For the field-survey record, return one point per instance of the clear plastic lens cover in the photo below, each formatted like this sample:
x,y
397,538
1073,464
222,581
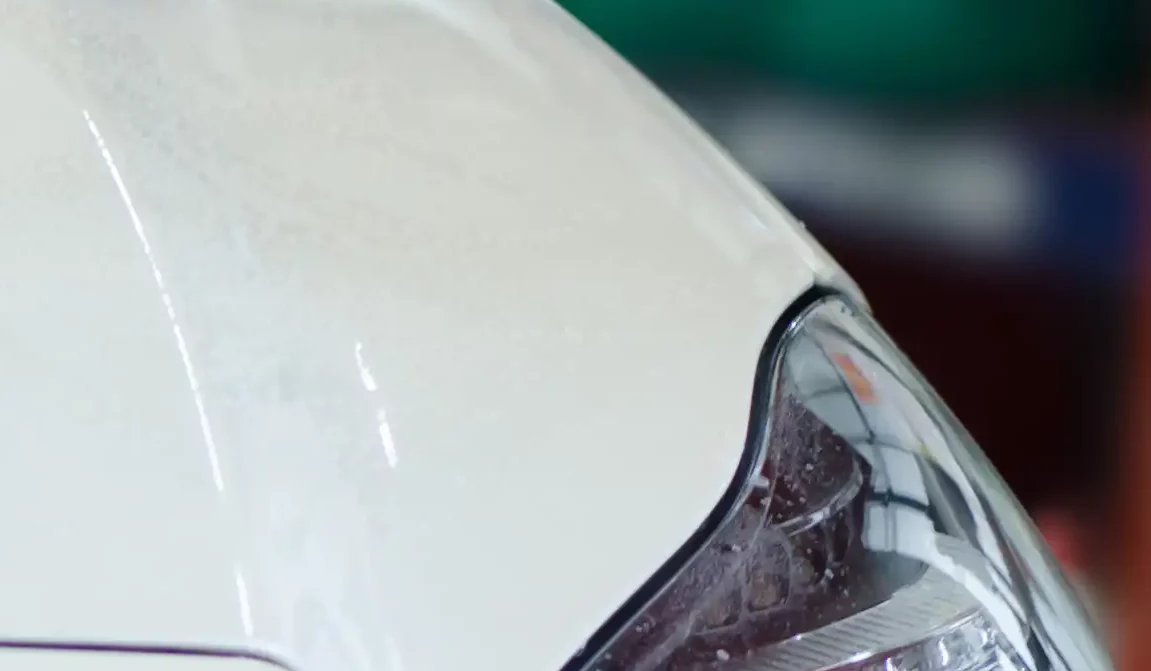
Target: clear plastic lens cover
x,y
871,534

• • • • • • •

* [ABOUT THIS EXERCISE] Output every record verbatim, excluding any picture it contains.

* [TASK ANSWER]
For the field-survey record, return one point per instance of the clear plastic lens cover in the photo below, each formatted like this sample:
x,y
397,538
1073,464
222,581
Target: clear plastic lens cover
x,y
871,534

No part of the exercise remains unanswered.